_Exercise:_
How many lines of the data include the string "task"? State the number and nothing else.

_Material to process:_
_ _ _ _ _

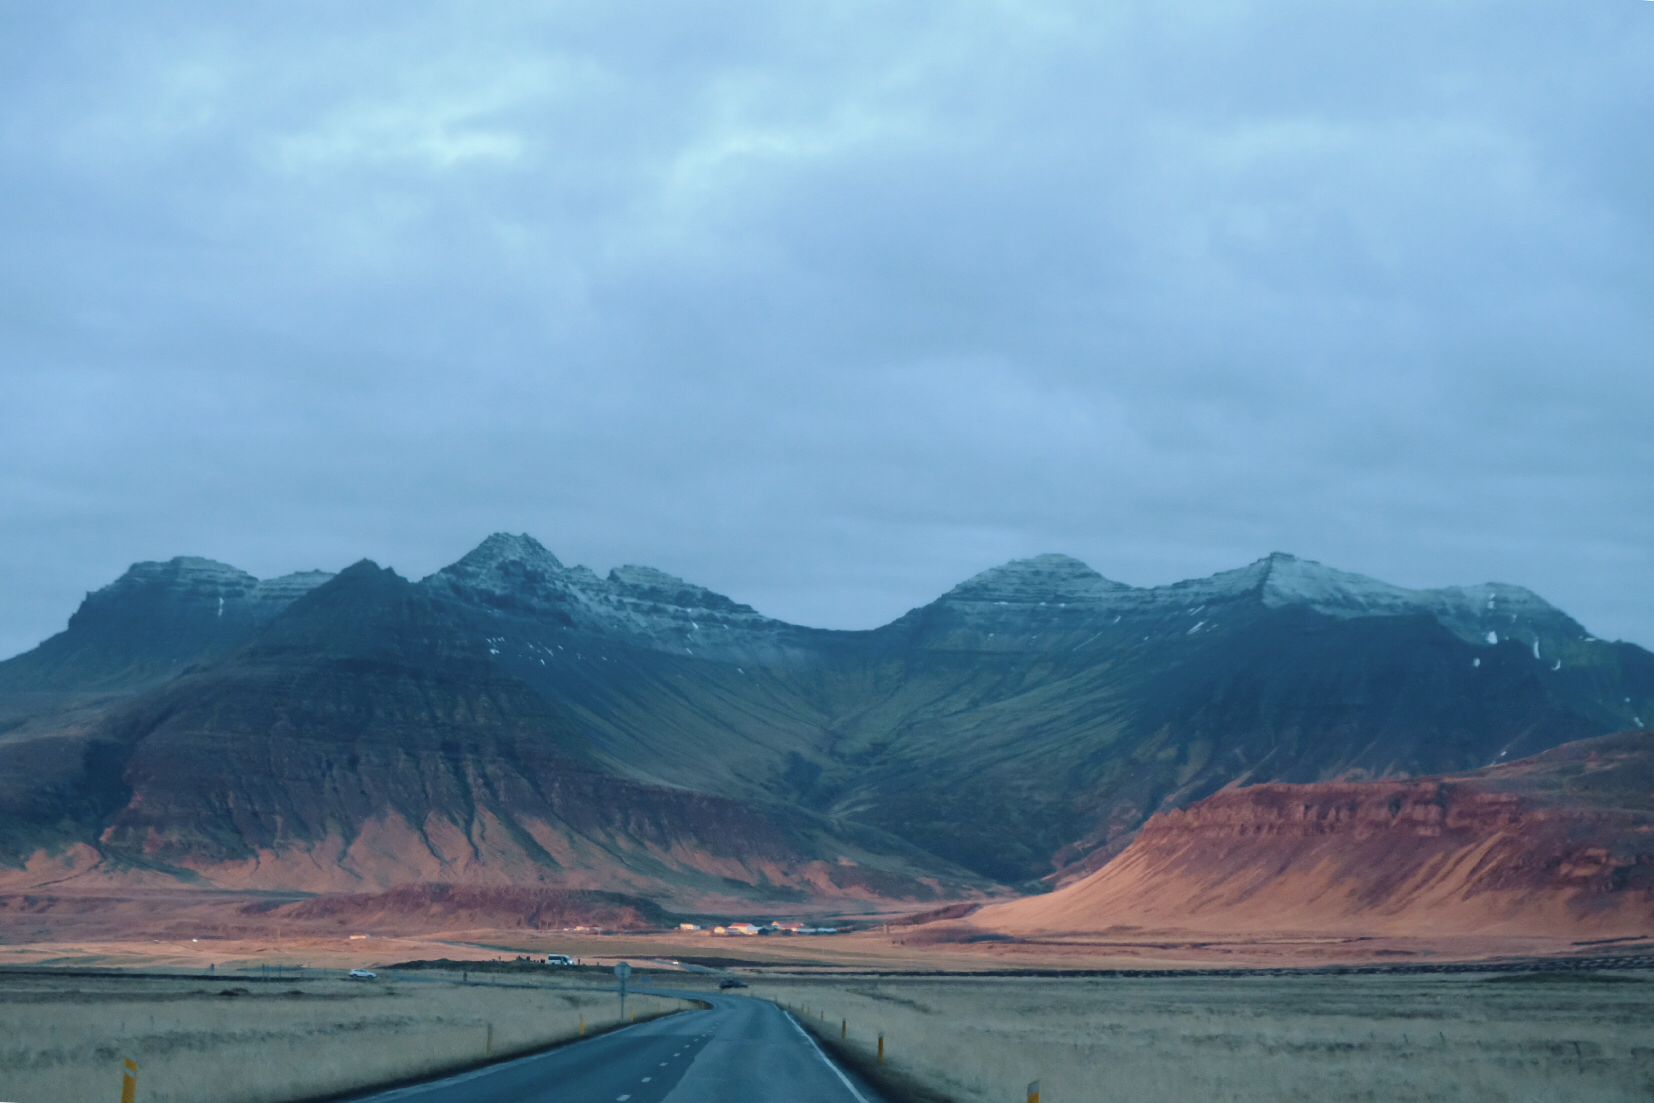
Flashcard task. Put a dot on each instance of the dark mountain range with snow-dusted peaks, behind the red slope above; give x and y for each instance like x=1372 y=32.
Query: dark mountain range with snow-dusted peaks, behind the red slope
x=512 y=720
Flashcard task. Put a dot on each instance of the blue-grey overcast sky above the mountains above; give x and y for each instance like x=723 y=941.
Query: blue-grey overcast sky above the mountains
x=831 y=305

_ _ _ _ _

_Exercise result:_
2